### Stated task
Turn every line of the records below into a JSON list of strings, with one string per line and blank lines omitted.

+ + + +

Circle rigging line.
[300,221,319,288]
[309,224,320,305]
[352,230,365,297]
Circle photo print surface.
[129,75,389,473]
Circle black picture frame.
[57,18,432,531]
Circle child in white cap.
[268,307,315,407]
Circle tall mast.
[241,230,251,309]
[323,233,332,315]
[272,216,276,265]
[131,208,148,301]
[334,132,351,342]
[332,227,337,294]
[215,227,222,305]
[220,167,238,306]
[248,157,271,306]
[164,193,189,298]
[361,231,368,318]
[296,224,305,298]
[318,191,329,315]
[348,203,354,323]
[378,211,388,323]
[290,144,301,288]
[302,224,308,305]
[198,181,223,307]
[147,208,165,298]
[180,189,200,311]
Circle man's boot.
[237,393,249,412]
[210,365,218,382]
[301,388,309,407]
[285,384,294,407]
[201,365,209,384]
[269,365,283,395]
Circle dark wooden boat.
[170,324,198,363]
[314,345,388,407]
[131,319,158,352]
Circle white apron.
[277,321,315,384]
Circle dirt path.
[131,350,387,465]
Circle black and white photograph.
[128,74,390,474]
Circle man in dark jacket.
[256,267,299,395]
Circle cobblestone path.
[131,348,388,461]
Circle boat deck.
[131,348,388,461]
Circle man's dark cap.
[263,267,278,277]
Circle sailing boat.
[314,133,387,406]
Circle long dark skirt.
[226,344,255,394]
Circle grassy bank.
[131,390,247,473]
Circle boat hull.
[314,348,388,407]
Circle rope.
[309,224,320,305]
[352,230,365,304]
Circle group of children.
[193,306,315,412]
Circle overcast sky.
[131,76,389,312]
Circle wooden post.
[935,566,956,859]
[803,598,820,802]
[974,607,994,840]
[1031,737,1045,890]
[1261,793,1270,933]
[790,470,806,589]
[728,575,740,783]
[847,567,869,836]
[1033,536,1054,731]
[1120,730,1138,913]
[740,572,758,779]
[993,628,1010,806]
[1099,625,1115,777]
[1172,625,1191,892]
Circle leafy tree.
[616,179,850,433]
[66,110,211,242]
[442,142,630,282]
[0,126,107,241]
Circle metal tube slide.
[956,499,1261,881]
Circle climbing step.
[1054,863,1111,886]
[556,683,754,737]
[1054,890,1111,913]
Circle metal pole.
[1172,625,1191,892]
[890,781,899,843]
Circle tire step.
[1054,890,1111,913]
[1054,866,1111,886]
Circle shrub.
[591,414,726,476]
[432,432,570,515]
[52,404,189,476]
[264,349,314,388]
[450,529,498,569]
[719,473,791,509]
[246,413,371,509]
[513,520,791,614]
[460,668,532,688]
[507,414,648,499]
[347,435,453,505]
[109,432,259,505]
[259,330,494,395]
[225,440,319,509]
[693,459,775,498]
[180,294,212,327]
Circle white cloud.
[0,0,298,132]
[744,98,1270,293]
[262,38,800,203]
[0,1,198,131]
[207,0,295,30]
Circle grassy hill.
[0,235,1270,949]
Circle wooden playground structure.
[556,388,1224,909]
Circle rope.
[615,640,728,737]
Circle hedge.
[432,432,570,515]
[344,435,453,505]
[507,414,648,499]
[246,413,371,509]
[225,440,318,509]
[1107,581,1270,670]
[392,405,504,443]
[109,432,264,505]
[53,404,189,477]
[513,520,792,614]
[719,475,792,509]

+ + + +

### Exercise result
[
  "Circle rigging line.",
  "[300,221,319,288]",
  "[309,224,320,305]",
  "[352,230,365,297]",
  "Circle photo print surface.",
  "[129,75,389,473]",
  "Circle black picture frame.",
  "[57,18,432,531]",
  "Circle child in white cap.",
  "[268,307,315,407]",
  "Circle tall mast.",
  "[241,230,251,309]",
  "[323,233,332,315]",
  "[272,216,276,265]",
  "[131,208,148,301]",
  "[334,132,351,342]",
  "[332,227,337,294]",
  "[215,227,222,305]",
  "[220,167,238,306]",
  "[248,157,271,306]",
  "[164,193,189,298]",
  "[361,231,368,318]",
  "[296,224,305,298]",
  "[318,191,329,315]",
  "[348,203,354,323]",
  "[378,211,388,323]",
  "[290,144,301,288]",
  "[302,224,308,305]",
  "[198,181,223,307]",
  "[147,208,165,298]",
  "[180,189,200,311]",
  "Circle man's boot.",
  "[237,393,249,412]",
  "[210,365,218,382]",
  "[301,388,309,407]",
  "[285,384,294,407]",
  "[201,365,209,384]",
  "[269,365,283,395]",
  "Circle dark wooden boat.",
  "[170,324,198,363]",
  "[314,345,388,407]",
  "[131,319,158,352]",
  "Circle white apron.",
  "[277,321,315,384]",
  "Circle dirt path.",
  "[131,350,387,465]",
  "Circle black and white photograph.",
  "[128,74,390,474]",
  "Circle man in dark jacket.",
  "[256,267,299,395]",
  "Circle cobblestone path.",
  "[131,348,388,461]",
  "Circle boat deck.",
  "[131,348,388,461]",
  "Circle man's dark cap.",
  "[263,267,278,277]",
  "Circle sailing boat.",
  "[314,133,387,406]",
  "Circle long dark skirt.",
  "[226,344,255,394]",
  "Circle grassy bank.",
  "[131,390,247,473]",
  "Circle boat hull.",
  "[314,348,388,407]",
  "Circle rope.",
  "[309,224,320,305]",
  "[352,230,365,304]",
  "Circle group of children.",
  "[193,306,315,412]",
  "Circle overcast sky.",
  "[131,76,389,312]",
  "Circle wooden post.",
  "[935,566,956,859]",
  "[803,598,820,802]",
  "[974,607,994,840]",
  "[1031,737,1045,890]",
  "[1261,793,1270,933]",
  "[790,470,806,589]",
  "[728,575,740,783]",
  "[847,567,869,836]",
  "[1033,536,1054,731]",
  "[1120,730,1138,913]",
  "[740,572,758,779]",
  "[993,628,1010,806]",
  "[1099,625,1115,777]",
  "[1172,625,1191,892]",
  "Circle leafy tree.",
  "[616,179,850,433]",
  "[66,110,211,242]",
  "[442,142,630,282]",
  "[0,126,107,241]",
  "Circle metal tube slide.",
  "[956,499,1261,881]",
  "Circle climbing step.",
  "[1054,863,1111,886]",
  "[556,683,754,737]",
  "[1054,890,1111,913]",
  "Circle metal pole.",
  "[1172,625,1191,892]",
  "[890,781,899,843]",
  "Circle tire step.",
  "[1054,890,1111,913]",
  "[1054,866,1111,886]",
  "Circle shrub.",
  "[591,414,726,476]",
  "[432,432,570,515]",
  "[52,404,189,476]",
  "[264,349,314,388]",
  "[450,529,498,569]",
  "[719,473,791,509]",
  "[246,413,371,509]",
  "[513,520,791,614]",
  "[460,668,532,688]",
  "[507,414,648,499]",
  "[347,435,453,505]",
  "[109,432,259,505]",
  "[259,330,494,395]",
  "[225,440,319,509]",
  "[693,459,775,498]",
  "[180,294,212,327]",
  "Circle white cloud.",
  "[0,0,298,132]",
  "[744,98,1270,293]",
  "[262,38,800,203]",
  "[0,1,198,131]",
  "[207,0,295,30]",
  "Circle grassy hill.",
  "[0,235,1270,949]",
  "Circle wooden playground structure.",
  "[556,388,1224,909]",
  "Circle rope.",
  "[615,640,728,737]",
  "Circle hedge.",
  "[432,432,570,515]",
  "[344,435,453,505]",
  "[507,414,648,499]",
  "[246,413,371,509]",
  "[225,440,318,509]",
  "[1107,581,1270,670]",
  "[392,405,504,443]",
  "[109,432,264,505]",
  "[53,404,189,477]",
  "[513,520,792,614]",
  "[719,475,792,509]"
]